(Records from a data source)

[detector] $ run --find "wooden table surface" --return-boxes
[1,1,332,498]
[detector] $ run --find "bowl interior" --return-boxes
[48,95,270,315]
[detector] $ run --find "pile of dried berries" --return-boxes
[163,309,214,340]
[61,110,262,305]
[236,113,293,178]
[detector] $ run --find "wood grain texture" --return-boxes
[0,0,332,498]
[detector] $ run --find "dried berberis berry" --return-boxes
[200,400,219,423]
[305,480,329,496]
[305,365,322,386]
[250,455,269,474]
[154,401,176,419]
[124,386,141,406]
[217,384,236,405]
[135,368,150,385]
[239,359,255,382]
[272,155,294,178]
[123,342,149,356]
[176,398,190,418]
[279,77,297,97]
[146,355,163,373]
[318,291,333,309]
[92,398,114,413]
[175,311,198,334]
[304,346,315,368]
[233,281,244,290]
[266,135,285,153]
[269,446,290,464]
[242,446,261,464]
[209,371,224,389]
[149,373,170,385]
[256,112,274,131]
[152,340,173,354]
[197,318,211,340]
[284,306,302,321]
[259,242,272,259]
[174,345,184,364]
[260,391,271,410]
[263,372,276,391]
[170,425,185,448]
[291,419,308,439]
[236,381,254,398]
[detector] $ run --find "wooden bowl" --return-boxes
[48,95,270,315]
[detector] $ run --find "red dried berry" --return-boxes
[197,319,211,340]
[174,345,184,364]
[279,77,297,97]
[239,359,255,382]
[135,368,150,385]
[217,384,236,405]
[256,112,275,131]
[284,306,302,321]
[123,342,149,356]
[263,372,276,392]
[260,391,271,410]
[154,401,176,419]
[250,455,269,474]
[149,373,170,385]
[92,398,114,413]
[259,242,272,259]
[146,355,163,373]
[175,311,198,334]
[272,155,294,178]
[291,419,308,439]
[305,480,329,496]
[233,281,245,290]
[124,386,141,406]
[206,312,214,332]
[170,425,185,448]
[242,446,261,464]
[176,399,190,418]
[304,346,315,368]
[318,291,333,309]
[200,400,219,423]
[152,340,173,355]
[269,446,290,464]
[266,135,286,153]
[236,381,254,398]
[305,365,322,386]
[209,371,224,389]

Exercise details: Each of the records is to be written out again without alteration.

Solution to this task:
[detector] $ run --find "wooden table surface" --return-boxes
[1,1,332,498]
[detector] $ run --find "bowl interior" --return-boxes
[48,95,270,315]
[detector] $ run --find "pile of dried berries" --return-boxes
[163,309,214,340]
[61,110,262,305]
[236,113,293,178]
[detector] $ run --find "wood grain texture" --return-boxes
[0,0,332,498]
[detector] $ run --find "dried berberis berry" --return-boxes
[200,400,219,423]
[305,480,329,496]
[305,365,322,386]
[250,455,269,474]
[154,401,176,419]
[124,386,141,406]
[217,384,236,405]
[135,368,150,385]
[239,359,255,382]
[272,155,294,178]
[123,342,149,356]
[176,398,190,418]
[279,77,297,97]
[146,355,163,373]
[318,291,333,309]
[92,398,114,413]
[175,311,198,334]
[304,346,315,368]
[233,281,244,290]
[266,135,285,153]
[269,446,290,464]
[242,446,261,464]
[209,371,224,389]
[149,373,170,385]
[256,112,274,131]
[152,340,173,354]
[197,318,211,340]
[284,306,302,321]
[259,242,272,259]
[174,345,184,364]
[260,391,271,410]
[263,372,276,391]
[170,425,185,448]
[291,419,308,439]
[236,381,254,398]
[detector] $ run --find "wooden bowl" --return-boxes
[48,95,270,315]
[detector] $ run --find "red dried berry" --return-boxes
[197,319,211,340]
[174,345,184,364]
[279,77,297,97]
[239,359,255,382]
[135,368,150,385]
[217,384,236,405]
[256,112,275,131]
[284,306,302,321]
[123,342,149,356]
[263,372,276,392]
[260,391,271,410]
[154,401,176,419]
[250,455,269,474]
[149,373,170,385]
[92,398,114,413]
[259,242,272,259]
[146,355,163,373]
[175,311,198,334]
[272,155,294,178]
[291,419,308,439]
[305,480,329,496]
[233,281,245,290]
[124,386,141,406]
[206,312,214,332]
[170,425,185,448]
[242,446,261,464]
[176,399,190,418]
[304,346,315,368]
[318,291,333,309]
[200,400,219,423]
[152,340,173,355]
[269,446,290,464]
[266,135,286,153]
[236,381,254,398]
[305,365,322,386]
[209,371,224,389]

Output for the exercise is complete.